_Instructions to follow_
Please put each line of the entries below into a Markdown table with the columns Row and Line, numbering the rows and skipping blank lines. Leave the pictures out of your answer.

_Given data_
---*---

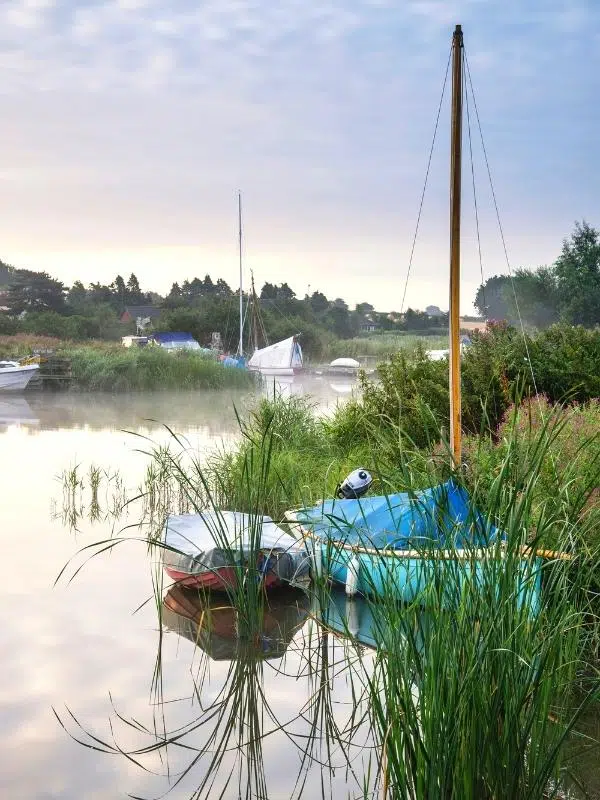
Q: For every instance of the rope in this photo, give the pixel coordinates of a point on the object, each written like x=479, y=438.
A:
x=414, y=241
x=466, y=94
x=510, y=272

---*---

_Task result_
| Row | Line |
|---|---|
| 1 | Q: For every instance of the rope in this photo, give the pixel coordinates of a point on the object, each written like x=479, y=438. |
| 2 | A: |
| 3 | x=414, y=241 |
| 4 | x=466, y=94 |
| 5 | x=510, y=272 |